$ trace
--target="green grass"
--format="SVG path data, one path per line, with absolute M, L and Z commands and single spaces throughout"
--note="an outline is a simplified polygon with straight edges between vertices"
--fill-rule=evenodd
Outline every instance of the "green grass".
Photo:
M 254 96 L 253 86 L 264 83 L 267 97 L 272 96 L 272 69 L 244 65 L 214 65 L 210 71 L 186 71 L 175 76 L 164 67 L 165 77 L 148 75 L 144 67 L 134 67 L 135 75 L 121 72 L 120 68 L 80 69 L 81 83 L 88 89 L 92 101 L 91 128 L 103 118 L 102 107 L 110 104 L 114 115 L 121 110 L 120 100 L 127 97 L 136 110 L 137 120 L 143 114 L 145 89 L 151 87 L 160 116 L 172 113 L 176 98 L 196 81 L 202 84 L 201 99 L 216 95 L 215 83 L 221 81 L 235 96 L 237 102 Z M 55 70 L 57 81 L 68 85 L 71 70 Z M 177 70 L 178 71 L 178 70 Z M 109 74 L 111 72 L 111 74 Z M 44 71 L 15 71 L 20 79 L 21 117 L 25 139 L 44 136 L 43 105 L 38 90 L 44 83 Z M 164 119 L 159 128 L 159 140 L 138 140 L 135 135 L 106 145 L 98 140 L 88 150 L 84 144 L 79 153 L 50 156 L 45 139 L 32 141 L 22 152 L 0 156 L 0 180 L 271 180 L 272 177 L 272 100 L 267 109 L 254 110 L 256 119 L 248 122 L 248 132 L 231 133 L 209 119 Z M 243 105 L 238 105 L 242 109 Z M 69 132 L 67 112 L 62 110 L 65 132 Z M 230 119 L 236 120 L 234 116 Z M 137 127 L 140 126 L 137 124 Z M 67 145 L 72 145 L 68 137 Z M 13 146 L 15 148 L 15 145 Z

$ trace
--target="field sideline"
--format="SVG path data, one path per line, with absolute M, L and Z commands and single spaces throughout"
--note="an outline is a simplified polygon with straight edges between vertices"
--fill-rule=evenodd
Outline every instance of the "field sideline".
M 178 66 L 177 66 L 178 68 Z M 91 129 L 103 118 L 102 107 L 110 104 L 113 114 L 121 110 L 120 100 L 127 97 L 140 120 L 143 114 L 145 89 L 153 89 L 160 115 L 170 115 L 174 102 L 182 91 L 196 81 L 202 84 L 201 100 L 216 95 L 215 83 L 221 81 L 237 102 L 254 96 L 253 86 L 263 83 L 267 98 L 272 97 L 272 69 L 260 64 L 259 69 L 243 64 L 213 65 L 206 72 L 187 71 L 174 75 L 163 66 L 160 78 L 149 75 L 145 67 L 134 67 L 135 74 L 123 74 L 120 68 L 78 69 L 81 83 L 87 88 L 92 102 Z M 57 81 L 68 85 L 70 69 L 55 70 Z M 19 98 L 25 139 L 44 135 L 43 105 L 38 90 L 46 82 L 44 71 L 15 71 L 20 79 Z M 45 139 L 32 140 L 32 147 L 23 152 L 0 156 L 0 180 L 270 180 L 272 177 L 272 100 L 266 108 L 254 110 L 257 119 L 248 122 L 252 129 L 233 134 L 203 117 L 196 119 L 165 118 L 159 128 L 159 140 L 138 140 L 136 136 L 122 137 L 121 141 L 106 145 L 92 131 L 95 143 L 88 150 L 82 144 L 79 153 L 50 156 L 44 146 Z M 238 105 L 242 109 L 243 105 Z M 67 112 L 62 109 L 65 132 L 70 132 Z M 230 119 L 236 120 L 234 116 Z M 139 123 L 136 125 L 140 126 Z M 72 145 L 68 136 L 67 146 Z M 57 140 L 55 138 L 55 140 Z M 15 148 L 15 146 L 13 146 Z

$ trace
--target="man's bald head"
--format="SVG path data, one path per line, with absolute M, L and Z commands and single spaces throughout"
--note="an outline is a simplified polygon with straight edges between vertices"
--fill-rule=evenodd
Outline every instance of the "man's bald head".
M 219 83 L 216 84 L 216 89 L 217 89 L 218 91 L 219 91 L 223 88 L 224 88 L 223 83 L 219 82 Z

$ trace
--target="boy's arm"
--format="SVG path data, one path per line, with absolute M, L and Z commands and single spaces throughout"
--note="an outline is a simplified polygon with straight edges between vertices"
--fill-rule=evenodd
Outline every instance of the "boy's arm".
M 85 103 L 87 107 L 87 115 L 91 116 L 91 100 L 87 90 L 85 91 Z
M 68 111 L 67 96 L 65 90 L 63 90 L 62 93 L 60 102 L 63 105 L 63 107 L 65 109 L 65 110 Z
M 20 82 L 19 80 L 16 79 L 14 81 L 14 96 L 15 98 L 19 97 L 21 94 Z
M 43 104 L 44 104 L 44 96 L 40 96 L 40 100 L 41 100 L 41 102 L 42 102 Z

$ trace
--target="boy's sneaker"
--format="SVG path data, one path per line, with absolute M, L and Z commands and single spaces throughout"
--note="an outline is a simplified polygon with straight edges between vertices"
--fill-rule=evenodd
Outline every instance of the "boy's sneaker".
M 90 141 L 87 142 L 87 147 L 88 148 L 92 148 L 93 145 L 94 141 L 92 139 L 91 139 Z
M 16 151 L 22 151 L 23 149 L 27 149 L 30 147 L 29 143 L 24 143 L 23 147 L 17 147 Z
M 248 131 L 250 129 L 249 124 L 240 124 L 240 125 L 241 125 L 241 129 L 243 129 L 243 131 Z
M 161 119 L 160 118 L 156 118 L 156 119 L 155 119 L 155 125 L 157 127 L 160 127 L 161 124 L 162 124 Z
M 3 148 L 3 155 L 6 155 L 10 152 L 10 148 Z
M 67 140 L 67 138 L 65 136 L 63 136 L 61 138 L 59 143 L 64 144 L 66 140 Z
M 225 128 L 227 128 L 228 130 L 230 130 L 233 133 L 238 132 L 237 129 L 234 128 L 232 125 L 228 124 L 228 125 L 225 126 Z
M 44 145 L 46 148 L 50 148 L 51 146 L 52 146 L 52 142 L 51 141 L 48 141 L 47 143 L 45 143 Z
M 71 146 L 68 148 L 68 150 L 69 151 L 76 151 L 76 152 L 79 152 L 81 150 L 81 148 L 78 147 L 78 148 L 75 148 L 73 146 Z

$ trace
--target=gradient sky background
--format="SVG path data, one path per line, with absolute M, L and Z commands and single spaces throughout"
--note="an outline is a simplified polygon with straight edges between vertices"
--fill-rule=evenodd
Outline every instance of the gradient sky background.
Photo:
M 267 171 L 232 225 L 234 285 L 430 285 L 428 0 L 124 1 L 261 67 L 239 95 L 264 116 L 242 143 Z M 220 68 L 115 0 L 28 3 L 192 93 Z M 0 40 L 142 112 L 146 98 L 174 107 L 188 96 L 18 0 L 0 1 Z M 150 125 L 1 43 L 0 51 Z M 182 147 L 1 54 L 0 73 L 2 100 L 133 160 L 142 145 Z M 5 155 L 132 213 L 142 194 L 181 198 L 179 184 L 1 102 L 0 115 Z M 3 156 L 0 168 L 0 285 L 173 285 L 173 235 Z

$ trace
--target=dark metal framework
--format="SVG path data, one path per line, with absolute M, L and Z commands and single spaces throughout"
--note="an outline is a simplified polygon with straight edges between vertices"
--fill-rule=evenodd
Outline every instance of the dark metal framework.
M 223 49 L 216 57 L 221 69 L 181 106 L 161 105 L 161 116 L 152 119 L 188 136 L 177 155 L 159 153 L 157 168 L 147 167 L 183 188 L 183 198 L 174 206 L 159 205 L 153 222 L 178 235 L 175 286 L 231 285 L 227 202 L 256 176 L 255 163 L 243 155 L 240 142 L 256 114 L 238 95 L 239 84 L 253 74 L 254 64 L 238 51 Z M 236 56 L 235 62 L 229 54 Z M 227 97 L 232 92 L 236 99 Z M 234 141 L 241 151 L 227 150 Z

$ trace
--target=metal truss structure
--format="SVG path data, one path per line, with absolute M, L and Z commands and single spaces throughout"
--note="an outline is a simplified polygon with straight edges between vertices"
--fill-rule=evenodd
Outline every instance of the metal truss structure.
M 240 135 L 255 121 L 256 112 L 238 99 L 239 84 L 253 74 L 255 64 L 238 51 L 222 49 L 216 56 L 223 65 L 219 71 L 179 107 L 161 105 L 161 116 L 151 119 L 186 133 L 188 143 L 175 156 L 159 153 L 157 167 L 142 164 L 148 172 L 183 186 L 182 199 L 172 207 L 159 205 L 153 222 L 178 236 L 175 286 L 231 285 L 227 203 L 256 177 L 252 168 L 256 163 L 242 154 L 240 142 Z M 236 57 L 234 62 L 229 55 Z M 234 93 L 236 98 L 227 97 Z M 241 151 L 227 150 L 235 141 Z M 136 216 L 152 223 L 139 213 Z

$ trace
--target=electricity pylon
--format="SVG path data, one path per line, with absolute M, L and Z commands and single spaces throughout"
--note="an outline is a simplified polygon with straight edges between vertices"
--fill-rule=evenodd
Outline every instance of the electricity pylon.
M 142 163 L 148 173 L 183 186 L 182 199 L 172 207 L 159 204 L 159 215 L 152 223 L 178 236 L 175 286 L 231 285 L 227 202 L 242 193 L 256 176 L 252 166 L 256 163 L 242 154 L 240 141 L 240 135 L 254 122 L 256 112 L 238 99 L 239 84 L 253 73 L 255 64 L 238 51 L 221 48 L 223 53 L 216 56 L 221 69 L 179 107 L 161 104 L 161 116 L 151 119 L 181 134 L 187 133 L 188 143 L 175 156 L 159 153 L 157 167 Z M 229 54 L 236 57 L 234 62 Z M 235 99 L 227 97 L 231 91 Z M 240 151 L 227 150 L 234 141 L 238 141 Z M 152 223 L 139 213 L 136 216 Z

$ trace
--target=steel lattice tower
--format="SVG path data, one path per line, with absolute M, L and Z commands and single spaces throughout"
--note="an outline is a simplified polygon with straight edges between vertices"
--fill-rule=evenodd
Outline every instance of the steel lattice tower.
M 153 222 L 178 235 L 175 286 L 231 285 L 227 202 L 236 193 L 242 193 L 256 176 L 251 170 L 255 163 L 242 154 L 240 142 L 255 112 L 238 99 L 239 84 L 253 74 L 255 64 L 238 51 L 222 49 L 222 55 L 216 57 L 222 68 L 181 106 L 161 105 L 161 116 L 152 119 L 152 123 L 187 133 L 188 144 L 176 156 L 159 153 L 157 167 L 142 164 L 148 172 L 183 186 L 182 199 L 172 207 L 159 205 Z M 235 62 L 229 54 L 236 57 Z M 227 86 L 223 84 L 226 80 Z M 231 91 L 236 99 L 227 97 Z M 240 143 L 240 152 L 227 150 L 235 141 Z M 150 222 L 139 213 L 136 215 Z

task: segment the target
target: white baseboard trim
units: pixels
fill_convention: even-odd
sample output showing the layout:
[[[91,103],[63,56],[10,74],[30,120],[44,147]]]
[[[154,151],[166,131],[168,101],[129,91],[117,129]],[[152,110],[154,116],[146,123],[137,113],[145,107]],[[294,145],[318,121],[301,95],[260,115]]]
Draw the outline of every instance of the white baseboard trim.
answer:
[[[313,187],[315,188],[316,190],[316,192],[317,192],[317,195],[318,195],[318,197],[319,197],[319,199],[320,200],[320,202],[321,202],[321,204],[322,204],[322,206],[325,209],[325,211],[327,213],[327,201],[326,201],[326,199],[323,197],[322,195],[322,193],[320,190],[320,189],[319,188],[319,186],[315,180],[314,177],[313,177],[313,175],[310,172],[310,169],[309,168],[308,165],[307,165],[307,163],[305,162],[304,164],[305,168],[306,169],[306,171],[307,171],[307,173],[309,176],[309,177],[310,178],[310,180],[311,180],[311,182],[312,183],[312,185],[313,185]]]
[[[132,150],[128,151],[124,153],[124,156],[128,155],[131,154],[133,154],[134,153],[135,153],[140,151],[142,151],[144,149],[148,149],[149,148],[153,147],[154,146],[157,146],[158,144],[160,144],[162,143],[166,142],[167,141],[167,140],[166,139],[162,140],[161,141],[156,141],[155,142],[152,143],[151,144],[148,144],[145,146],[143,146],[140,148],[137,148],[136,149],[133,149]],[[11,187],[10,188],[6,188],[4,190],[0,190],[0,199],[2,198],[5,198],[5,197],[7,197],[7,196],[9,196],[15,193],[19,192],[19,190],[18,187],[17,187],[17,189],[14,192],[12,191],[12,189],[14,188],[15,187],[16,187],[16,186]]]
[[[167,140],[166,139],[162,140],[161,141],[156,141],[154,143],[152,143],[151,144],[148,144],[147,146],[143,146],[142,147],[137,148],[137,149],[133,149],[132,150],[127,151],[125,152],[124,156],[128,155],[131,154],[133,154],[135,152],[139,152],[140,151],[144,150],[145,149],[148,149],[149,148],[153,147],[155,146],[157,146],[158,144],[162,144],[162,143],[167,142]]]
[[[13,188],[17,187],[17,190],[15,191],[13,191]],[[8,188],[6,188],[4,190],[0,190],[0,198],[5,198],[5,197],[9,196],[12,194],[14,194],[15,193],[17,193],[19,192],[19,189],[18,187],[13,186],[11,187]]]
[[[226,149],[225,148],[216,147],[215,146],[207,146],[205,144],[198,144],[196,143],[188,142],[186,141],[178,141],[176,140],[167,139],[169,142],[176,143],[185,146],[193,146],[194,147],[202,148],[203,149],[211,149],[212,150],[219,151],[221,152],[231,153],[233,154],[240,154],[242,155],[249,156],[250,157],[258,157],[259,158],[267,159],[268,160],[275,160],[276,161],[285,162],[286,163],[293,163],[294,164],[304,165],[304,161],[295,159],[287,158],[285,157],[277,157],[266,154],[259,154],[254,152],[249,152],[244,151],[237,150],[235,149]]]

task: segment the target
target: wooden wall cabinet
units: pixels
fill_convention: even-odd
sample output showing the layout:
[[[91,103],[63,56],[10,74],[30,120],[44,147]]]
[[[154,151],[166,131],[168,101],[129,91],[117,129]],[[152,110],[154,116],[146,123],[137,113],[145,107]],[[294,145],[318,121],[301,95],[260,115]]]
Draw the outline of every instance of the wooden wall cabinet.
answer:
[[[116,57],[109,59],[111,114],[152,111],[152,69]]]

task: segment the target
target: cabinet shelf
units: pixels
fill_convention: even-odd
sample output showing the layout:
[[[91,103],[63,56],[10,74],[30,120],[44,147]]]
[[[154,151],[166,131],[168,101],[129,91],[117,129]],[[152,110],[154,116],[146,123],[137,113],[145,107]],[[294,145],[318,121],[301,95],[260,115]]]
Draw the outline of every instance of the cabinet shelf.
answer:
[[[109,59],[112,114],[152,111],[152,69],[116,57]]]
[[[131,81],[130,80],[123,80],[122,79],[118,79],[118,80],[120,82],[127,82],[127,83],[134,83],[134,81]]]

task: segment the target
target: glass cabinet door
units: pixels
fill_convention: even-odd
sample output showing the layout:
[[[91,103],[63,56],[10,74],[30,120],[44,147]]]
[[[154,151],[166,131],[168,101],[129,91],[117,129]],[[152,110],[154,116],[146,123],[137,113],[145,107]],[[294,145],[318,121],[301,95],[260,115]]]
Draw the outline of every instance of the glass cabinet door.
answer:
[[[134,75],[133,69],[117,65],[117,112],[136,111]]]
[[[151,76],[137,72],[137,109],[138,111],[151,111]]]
==*==
▶ SHORT EXERCISE: Please pull out the lines from the beginning of the items through the line containing "M 254 96 L 253", both ends included, and reproduce them verbatim.

▶ TASK ANSWER:
$ trace
--target="green grass"
--format="SVG path data, one path per line, with absolute M, L and Z commands and single spaces throughout"
--note="an outline is a simplified polygon with straight edges between vertices"
--fill-rule=evenodd
Outline every instance of the "green grass".
Photo:
M 254 96 L 253 86 L 264 83 L 267 97 L 272 96 L 272 69 L 244 65 L 214 65 L 210 71 L 186 71 L 175 76 L 164 67 L 165 77 L 148 75 L 144 67 L 134 67 L 135 75 L 121 72 L 120 68 L 80 69 L 81 83 L 88 89 L 92 101 L 91 128 L 103 118 L 102 107 L 110 104 L 114 115 L 121 110 L 120 100 L 127 97 L 136 110 L 137 120 L 143 114 L 145 89 L 151 87 L 160 116 L 172 113 L 176 98 L 196 81 L 202 84 L 201 99 L 216 95 L 215 83 L 221 81 L 235 96 L 237 102 Z M 55 70 L 57 81 L 68 85 L 71 70 Z M 177 70 L 178 71 L 178 70 Z M 109 74 L 111 72 L 111 74 Z M 44 71 L 15 71 L 20 79 L 21 117 L 25 139 L 44 136 L 43 105 L 38 90 L 44 83 Z M 164 119 L 159 128 L 159 140 L 138 140 L 135 135 L 106 145 L 98 140 L 88 150 L 84 144 L 79 153 L 50 156 L 45 139 L 32 141 L 22 152 L 0 156 L 0 180 L 271 180 L 272 177 L 272 100 L 267 109 L 254 110 L 256 119 L 248 122 L 248 132 L 231 133 L 209 119 Z M 243 105 L 238 105 L 242 109 Z M 69 132 L 67 112 L 62 110 L 65 132 Z M 230 119 L 236 120 L 234 116 Z M 137 127 L 140 126 L 137 124 Z M 67 145 L 72 145 L 68 137 Z M 13 146 L 15 148 L 15 145 Z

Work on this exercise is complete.